• AIM OF THE EXERCISE:
Repeat, exactly and in full, the lines of the listing below, but without any pictures.

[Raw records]

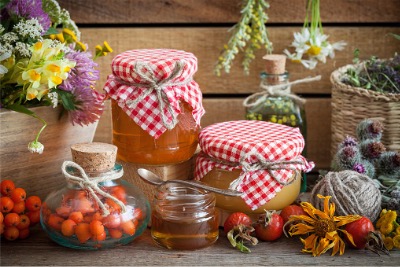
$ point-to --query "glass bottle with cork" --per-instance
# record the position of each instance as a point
(275, 102)
(95, 209)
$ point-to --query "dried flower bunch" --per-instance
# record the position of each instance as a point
(375, 74)
(311, 44)
(368, 155)
(248, 35)
(43, 62)
(323, 228)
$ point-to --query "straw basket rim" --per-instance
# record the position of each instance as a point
(336, 79)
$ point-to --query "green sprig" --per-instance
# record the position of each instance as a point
(248, 35)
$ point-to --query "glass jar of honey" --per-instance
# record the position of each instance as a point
(156, 106)
(221, 178)
(184, 218)
(261, 159)
(95, 209)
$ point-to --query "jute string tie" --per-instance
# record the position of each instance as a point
(260, 164)
(157, 86)
(277, 90)
(91, 184)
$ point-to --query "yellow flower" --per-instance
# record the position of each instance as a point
(107, 47)
(68, 34)
(396, 241)
(323, 228)
(386, 228)
(388, 242)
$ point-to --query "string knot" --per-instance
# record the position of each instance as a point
(154, 85)
(262, 164)
(91, 185)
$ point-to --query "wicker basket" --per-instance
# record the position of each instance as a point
(350, 105)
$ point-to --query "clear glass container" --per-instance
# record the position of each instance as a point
(220, 178)
(73, 218)
(184, 218)
(278, 109)
(136, 145)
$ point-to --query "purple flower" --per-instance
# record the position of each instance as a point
(349, 141)
(83, 74)
(29, 9)
(358, 167)
(88, 106)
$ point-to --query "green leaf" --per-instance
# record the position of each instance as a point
(21, 109)
(3, 3)
(67, 99)
(397, 36)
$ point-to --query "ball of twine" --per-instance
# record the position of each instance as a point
(353, 194)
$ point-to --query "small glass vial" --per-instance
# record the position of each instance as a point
(184, 218)
(277, 108)
(95, 209)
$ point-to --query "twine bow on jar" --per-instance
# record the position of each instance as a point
(269, 166)
(277, 90)
(91, 184)
(153, 85)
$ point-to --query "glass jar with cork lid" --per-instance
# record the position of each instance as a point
(95, 209)
(156, 106)
(261, 159)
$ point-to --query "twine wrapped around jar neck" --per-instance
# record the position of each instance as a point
(157, 86)
(260, 164)
(91, 184)
(277, 90)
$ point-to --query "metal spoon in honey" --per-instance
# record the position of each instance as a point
(154, 179)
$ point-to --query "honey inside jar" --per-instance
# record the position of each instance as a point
(137, 146)
(221, 179)
(184, 218)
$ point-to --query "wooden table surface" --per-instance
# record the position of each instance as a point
(38, 249)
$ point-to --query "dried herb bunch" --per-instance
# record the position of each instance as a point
(375, 74)
(248, 35)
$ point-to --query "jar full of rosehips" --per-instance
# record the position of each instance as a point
(96, 208)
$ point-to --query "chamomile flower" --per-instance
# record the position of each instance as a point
(311, 45)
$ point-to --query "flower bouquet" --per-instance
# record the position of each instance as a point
(44, 63)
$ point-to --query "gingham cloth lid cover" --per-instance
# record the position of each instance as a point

• ANSWER FOR THE TASK:
$ point-to --query "glass bottle with cork" --per-instance
# record the position of each instance as a point
(275, 102)
(95, 209)
$ point-to --query "dried flower bunch" --per-instance
# record the position of each instance as a point
(375, 74)
(311, 44)
(368, 155)
(248, 35)
(43, 62)
(323, 228)
$ point-to --query "straw basket rim" --per-instance
# record the position of each instance as a point
(336, 79)
$ point-to --query "green sprig" --per-instance
# record the position of each instance as a point
(248, 35)
$ point-to --query "glass jar of honey" --per-instance
# record the position of each instance as a point
(156, 106)
(221, 178)
(184, 218)
(261, 159)
(95, 209)
$ point-to --query "jute string tie" --per-instance
# record the position of each instance as a point
(260, 164)
(157, 86)
(277, 90)
(91, 184)
$ point-to --query "yellow flower" --per-instance
# record the position of each instance as a point
(107, 47)
(68, 34)
(396, 241)
(323, 228)
(386, 228)
(388, 242)
$ point-to --query "string knot" --per-instance
# record the position of each instance as a point
(154, 85)
(262, 164)
(91, 185)
$ point-to --query "wicker basket" --per-instance
# record the position of each instance as a point
(350, 105)
$ point-to --query "clear glass container" --per-instance
# record the position of each instance as a point
(220, 178)
(73, 218)
(184, 218)
(278, 109)
(136, 145)
$ point-to --query "purple flower" --per-instance
# record the position of each instance as a point
(349, 141)
(83, 74)
(29, 9)
(358, 167)
(88, 106)
$ point-to --query "green leaf" --per-instance
# record the position of each instance as a point
(21, 109)
(3, 3)
(67, 99)
(397, 36)
$ point-to --query "ball of twine" --per-instance
# record the position of each instance as a point
(353, 194)
$ point-to --query "small glass vial" --per-instance
# record the position of each instance as a point
(184, 218)
(277, 108)
(95, 209)
$ point-to --query "twine bow on jar" --per-instance
# record the position of each instance as a point
(269, 166)
(277, 90)
(91, 184)
(153, 85)
$ point-to --query "glass jar with cork lid" --per-instance
# record the position of each instance as a point
(95, 209)
(156, 106)
(261, 159)
$ point-to --query "twine wrapped around jar neck" --per-instance
# record the position of each instance as a point
(157, 86)
(260, 164)
(91, 184)
(277, 90)
$ point-to --query "metal spoon in honey" --per-instance
# record the position of each instance as a point
(154, 179)
$ point-to --query "honey inside jar" --per-instance
# record the position of each instance as a point
(137, 146)
(221, 179)
(184, 218)
$ point-to --query "wooden table surface" --per-instance
# record the position of each instance as a point
(38, 249)
$ point-to --query "dried herb bunch" --per-instance
# record the position of each instance as a point
(375, 74)
(248, 35)
$ point-to --query "jar full of rosehips" --per-instance
# record the position of each instance as a point
(96, 208)
$ point-to --query "chamomile flower" --per-instance
# record the position of each instance as a point
(311, 45)
$ point-to --query "flower bouquet" --per-instance
# record the position of each instance as a point
(44, 63)
$ point-to --query "gingham cloth lid cover" --per-instance
# record the position of each instance as a point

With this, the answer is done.